• TEXT BLOCK

EU: Eurozone recession to be worse, rebound slower





The European Commission, the executive arm of the EU, on Wednesday revised its forecast for the economy of the entire region, saying that it now expected gross domestic product to contract by 0.3 percent on an annual basis this year, rather than remaining flat as it predicted in the spring.

Countries that use the euro have slashed spending and promised to keep their deficits in check; they've vowed to better protect their banks by improving how they're regulated and supervised; and the European Central Bank has put in place a plan to help countries struggling with high borrowing costs, the hallmark of the crisis and the reason some have sought bailouts.

In the latest in a steady stream of job cuts, Danish wind turbine maker Vestas, Swedish wireless equipment group LM Ericsson, and Dutch bank ING announced a total of almost 7,000 layoffs Wednesday.

In the spring, the commission had hoped growth would be flat in 2013.

Because low or negative growth reduces the amount of money governments receive in taxes, stagnation also threatens to throw countries off their deficit targets.

According to the report, both Greece and Spain won't meet their goal of reducing their deficits to 3 percent by 2014.

In a speech given in Frankfurt, Draghi called on governments to back up the ECB's plans to help countries with their borrowing costs by cutting debt and improving growth through cutting excessive red tape.

• SOURCE DATA
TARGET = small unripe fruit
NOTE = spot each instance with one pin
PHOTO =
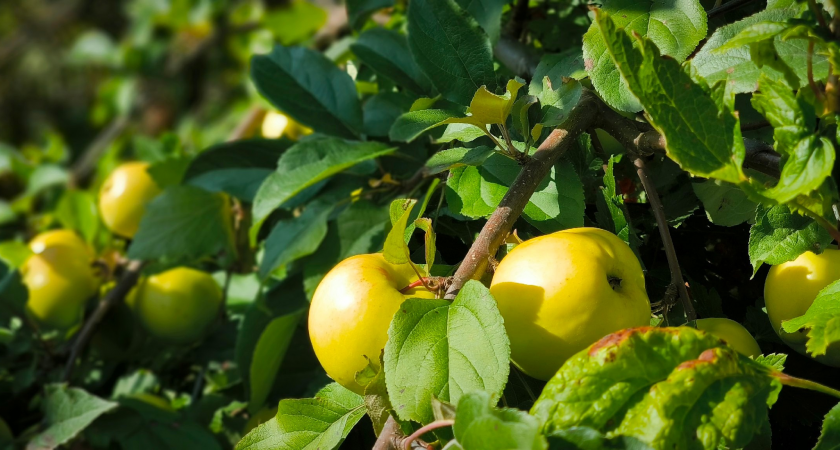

• REQUEST 1
In the eurozone forecast article, why does stagnation threaten to push countries off their deficit targets? Answer in one to three sentences.
• REQUEST 2
Answer these questions using the eurozone forecast article:
(a) By how much does the European Commission now expect gross domestic product to contract this year?
(b) How many layoffs did Vestas, LM Ericsson and ING announce in total on Wednesday?
(c) Which two countries does the report say won't reduce their deficits to 3 percent by 2014?
The material placed after the text has no connection to it.

• EXERCISE RESPONSE 1
Low or negative growth reduces the amount of money governments receive in taxes. That loss of revenue makes it harder for countries to meet their deficit targets.

• EXERCISE RESPONSE 2
(a) By 0.3 percent on an annual basis.
(b) Almost 7,000.
(c) Greece and Spain.